What you are asked to do:
What you return must match every record word for word.
:::::
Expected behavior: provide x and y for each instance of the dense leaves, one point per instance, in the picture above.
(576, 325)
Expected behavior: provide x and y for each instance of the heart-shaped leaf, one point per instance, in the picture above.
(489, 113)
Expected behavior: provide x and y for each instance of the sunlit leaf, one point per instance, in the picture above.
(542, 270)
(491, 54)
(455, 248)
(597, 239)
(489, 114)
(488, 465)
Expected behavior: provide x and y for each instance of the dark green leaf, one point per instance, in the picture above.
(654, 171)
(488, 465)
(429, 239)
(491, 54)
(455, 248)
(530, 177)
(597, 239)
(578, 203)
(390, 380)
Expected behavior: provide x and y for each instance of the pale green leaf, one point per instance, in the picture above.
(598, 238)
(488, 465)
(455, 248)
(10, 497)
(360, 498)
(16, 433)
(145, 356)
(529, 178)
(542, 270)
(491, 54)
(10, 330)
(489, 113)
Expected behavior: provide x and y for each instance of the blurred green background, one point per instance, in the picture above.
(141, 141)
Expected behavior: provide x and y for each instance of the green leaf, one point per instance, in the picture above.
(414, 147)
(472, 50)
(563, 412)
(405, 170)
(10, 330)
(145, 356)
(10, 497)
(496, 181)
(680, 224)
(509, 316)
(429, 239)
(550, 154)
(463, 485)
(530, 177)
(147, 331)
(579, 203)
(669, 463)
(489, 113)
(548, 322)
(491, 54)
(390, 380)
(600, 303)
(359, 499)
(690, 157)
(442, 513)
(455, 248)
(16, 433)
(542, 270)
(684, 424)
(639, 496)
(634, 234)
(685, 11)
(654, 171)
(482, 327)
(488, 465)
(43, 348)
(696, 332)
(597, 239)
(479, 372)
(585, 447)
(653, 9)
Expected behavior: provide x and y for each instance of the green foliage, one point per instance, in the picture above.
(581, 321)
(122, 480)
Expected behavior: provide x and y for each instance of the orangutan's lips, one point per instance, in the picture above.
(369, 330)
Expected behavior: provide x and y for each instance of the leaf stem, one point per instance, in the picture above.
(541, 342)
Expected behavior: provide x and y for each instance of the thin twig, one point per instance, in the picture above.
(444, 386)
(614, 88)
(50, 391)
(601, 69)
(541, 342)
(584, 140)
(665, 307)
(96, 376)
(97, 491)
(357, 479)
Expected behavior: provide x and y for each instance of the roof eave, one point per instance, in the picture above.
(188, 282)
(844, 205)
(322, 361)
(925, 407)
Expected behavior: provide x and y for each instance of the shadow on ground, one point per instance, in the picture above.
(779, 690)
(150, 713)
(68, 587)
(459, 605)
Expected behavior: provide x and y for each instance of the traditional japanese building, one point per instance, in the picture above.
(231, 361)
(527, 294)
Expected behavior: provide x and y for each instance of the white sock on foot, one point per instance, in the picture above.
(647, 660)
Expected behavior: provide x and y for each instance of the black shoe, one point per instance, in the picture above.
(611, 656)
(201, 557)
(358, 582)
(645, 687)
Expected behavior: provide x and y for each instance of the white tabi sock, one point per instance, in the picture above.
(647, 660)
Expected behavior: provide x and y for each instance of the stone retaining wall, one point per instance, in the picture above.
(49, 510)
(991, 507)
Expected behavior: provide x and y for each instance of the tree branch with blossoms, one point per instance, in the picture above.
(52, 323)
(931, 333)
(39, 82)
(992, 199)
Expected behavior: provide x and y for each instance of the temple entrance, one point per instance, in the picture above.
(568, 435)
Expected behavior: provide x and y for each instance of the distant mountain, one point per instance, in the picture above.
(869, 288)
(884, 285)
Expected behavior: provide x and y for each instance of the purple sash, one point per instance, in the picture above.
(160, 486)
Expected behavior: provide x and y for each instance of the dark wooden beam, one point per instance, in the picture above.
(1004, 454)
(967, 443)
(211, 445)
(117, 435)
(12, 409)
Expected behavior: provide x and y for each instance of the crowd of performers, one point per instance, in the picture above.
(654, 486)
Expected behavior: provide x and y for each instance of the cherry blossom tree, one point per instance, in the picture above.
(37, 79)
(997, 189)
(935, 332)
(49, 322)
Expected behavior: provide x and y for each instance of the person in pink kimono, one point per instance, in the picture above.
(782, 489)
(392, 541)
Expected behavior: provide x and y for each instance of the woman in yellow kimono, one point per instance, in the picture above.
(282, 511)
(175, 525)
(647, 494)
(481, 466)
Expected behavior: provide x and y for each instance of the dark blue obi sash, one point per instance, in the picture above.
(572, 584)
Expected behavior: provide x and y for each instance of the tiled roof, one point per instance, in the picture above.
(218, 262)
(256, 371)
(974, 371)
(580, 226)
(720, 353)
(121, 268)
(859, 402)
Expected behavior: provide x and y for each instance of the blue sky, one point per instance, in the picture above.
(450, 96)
:::::
Output below:
Expected behavior: provide x and y for each instance of the dense leaves, one point per instance, in the picture above.
(576, 325)
Expected behavior: provide x and y for each instance of the heart-shaped leaf, one point per instance, in the picture above.
(489, 113)
Expected behavior: provide x and y for each instance of the sunlit leaf, one point per instance, in the picture above.
(542, 270)
(491, 54)
(455, 248)
(597, 239)
(489, 114)
(488, 465)
Expected behavior: provide x and y for each instance of the dark green leaf, one point per instance, in the picture above.
(654, 171)
(488, 465)
(429, 239)
(491, 54)
(455, 248)
(530, 177)
(597, 239)
(578, 203)
(390, 380)
Expected behavior: provide x and y for each instance of the pale green leaf, one point per instance, in the picture above.
(598, 238)
(488, 465)
(455, 248)
(10, 497)
(360, 498)
(16, 433)
(145, 356)
(529, 178)
(542, 270)
(491, 54)
(10, 330)
(489, 113)
Expected behavior: provide x and y for each instance of the blurred green background, one point per instance, in the picture above.
(141, 141)
Expected behavior: provide x and y for each instance of the green leaf, one point per instance, in the picture above.
(414, 147)
(472, 50)
(563, 412)
(405, 170)
(10, 330)
(145, 356)
(10, 497)
(496, 181)
(680, 224)
(509, 316)
(429, 239)
(550, 154)
(463, 485)
(530, 177)
(147, 331)
(579, 203)
(669, 463)
(489, 113)
(548, 322)
(491, 54)
(390, 380)
(600, 303)
(359, 499)
(690, 157)
(442, 513)
(455, 248)
(16, 433)
(542, 270)
(684, 424)
(639, 496)
(634, 234)
(685, 11)
(654, 171)
(482, 327)
(488, 465)
(43, 348)
(696, 332)
(597, 239)
(479, 372)
(585, 447)
(653, 9)
Expected behavior: provide x and y for each instance of the green foliage, one point per instance, in the picture above.
(581, 321)
(122, 480)
Expected behavior: provide x and y for each instance of the orangutan's lips, one point per instance, in the picture above.
(369, 330)
Expected behavior: provide x and y for each instance of the leaf stem, one point per instance, in the picture above.
(541, 342)
Expected behavior: provide x and y for each instance of the thin twig, one point per instance, in the picture above.
(444, 386)
(614, 88)
(50, 391)
(601, 69)
(541, 342)
(584, 140)
(665, 307)
(96, 376)
(97, 491)
(357, 479)
Expected behavior: provide x and y for each instance of the roof eave, one point per instance, in the picture above.
(188, 282)
(844, 205)
(322, 361)
(925, 407)
Expected behavior: provide x and y for each instance of the shadow on ground, one point per instance, in the picture above.
(779, 690)
(150, 713)
(68, 587)
(459, 605)
Expected behavior: provide x and y for each instance of the traditional japanese building, one point per instance, in the picture above.
(231, 361)
(527, 294)
Expected behavior: provide x and y for each instance of the white sock on foot, one point per instance, in the picture above.
(647, 660)
Expected behavior: provide x and y for each instance of the black shoe, one point per instance, in the picture above.
(611, 656)
(201, 557)
(358, 582)
(645, 687)
Expected behavior: provide x and y for each instance of the white tabi sock, one point per instance, in the picture above.
(647, 660)
Expected behavior: provide x and y for each instance of the stone retaining wall, one point per instance, in the picture above.
(49, 510)
(991, 507)
Expected behavior: provide x and y for each instance of the tree branch with blossoms, one point per instance, in the picture above.
(52, 323)
(931, 333)
(39, 82)
(992, 199)
Expected behavior: provide x and y for each instance of the temple entrance, one point per instance, in the picture above.
(568, 435)
Expected behavior: provide x and y for each instance of the distant mountain, one point per instance, in the picture above.
(869, 288)
(884, 285)
Expected behavior: provide x and y for each instance of the purple sash, one point per instance, in the picture above.
(160, 486)
Expected behavior: provide x and y for each instance of the dark wooden beam, one point per instance, in the picture above.
(1004, 454)
(967, 443)
(211, 445)
(117, 435)
(12, 409)
Expected behavior: provide x and y for each instance of the crowd of performers, one point per instance, in the picture above.
(654, 486)
Expected behavior: provide x and y for each instance of the cherry blossom tree, one point per instance, in the picture above.
(37, 79)
(997, 189)
(935, 332)
(49, 322)
Expected behavior: provide x and y for each instance of the person in pink kimono, one point per instance, in the picture above.
(782, 489)
(392, 541)
Expected behavior: provide x and y for each instance of the woman in yellow kimono, one point per instance, in the picture above.
(282, 511)
(175, 525)
(647, 494)
(481, 466)
Expected behavior: provide x and y for each instance of the dark blue obi sash, one point per instance, in the picture above.
(572, 584)
Expected behavior: provide x and y for each instance of the tiled roof, one point per instance, in the picture above.
(218, 262)
(256, 371)
(974, 371)
(580, 226)
(720, 353)
(121, 268)
(859, 402)
Expected behavior: provide x and y for each instance of the blue sky, one point per instance, in the picture above.
(450, 96)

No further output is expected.